» **Bounding box annotation entries**
= = = =

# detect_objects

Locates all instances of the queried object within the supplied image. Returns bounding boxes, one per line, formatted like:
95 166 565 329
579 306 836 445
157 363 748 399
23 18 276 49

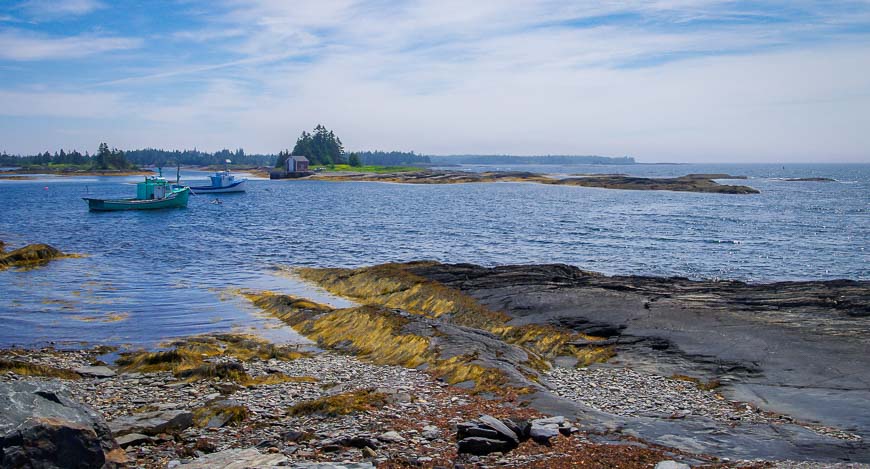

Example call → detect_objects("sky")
0 0 870 163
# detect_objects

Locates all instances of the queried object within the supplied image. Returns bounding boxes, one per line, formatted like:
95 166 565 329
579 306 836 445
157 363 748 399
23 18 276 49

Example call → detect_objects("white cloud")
0 90 122 118
0 29 142 61
20 0 106 20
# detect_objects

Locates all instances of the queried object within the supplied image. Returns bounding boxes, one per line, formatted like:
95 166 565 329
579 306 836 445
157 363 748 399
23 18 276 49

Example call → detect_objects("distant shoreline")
0 168 154 176
304 170 759 194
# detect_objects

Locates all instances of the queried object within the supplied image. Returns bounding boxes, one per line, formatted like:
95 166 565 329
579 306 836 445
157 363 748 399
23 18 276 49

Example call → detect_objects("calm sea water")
0 165 870 346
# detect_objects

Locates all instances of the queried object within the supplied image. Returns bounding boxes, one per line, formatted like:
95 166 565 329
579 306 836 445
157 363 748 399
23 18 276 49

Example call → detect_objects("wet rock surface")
0 349 709 468
408 263 870 461
0 244 74 270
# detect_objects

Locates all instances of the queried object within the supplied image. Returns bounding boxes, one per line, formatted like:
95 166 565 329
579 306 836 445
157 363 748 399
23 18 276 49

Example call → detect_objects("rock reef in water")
783 177 837 182
0 242 77 270
312 170 759 194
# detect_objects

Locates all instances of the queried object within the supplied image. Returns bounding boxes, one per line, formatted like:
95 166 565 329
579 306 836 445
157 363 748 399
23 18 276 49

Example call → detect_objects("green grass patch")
311 164 422 174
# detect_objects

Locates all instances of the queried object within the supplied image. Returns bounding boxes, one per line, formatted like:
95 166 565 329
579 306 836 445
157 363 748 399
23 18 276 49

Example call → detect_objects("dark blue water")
0 165 870 345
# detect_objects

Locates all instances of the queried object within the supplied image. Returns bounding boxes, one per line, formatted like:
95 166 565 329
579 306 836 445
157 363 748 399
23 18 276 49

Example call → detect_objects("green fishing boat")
83 176 190 212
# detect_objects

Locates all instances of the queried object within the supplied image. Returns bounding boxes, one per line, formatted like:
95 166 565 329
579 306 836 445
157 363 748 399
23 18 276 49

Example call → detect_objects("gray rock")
0 382 117 468
459 436 513 456
115 433 152 448
529 423 559 445
655 460 691 469
479 415 520 444
378 431 405 443
109 410 193 435
532 415 565 427
73 366 115 378
184 448 287 469
466 427 504 440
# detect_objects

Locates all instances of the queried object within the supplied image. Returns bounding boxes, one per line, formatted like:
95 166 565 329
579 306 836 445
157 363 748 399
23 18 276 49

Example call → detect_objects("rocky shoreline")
306 170 759 194
0 262 870 468
0 167 154 178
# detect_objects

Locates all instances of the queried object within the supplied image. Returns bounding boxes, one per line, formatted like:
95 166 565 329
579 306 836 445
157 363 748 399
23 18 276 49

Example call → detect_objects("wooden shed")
286 155 308 173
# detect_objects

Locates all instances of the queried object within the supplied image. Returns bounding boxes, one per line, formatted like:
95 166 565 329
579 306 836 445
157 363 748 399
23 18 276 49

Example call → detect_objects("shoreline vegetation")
0 261 870 468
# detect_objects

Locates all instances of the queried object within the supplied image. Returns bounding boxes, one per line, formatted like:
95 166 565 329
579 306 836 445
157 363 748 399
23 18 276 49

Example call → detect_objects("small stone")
73 366 115 378
655 460 691 469
378 431 405 443
459 436 512 456
529 423 559 445
115 433 151 448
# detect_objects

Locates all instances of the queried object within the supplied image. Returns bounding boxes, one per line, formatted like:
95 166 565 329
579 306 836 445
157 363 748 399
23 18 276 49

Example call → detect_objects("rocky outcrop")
171 448 287 469
456 415 577 456
406 263 870 461
783 177 837 182
0 382 117 468
247 292 540 391
0 244 72 270
313 170 759 194
291 262 870 461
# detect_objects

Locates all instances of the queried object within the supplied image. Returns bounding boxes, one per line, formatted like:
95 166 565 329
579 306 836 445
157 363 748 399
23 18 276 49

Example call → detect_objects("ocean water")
0 165 870 346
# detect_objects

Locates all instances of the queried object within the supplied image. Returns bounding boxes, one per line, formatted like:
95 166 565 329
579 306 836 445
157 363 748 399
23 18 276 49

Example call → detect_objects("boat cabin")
209 171 236 188
136 176 172 200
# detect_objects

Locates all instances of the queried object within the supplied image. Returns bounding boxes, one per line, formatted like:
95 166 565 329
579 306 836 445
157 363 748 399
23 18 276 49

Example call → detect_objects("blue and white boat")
190 160 248 194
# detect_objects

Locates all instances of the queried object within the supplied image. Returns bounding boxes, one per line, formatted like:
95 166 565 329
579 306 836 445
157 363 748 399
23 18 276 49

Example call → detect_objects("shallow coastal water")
0 165 870 345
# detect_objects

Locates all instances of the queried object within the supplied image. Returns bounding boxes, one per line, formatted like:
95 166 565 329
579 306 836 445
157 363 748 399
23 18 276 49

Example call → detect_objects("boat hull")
84 188 190 212
190 179 247 194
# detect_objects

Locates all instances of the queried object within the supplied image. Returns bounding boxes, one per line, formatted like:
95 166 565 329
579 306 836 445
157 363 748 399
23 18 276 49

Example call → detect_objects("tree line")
0 143 135 170
0 124 430 169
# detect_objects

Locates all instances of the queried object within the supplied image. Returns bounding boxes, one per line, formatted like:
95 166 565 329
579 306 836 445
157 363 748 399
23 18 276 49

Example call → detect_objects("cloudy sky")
0 0 870 162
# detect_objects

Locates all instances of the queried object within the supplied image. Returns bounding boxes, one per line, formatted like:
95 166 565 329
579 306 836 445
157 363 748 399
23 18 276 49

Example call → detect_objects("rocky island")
0 262 870 468
309 170 759 194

= = = =

Please pick out every line in the records above that contains the word "white" and copy each of those lines. Case counts.

Example call → detect_objects("white cloud")
Example call → detect_objects("blue and white boat")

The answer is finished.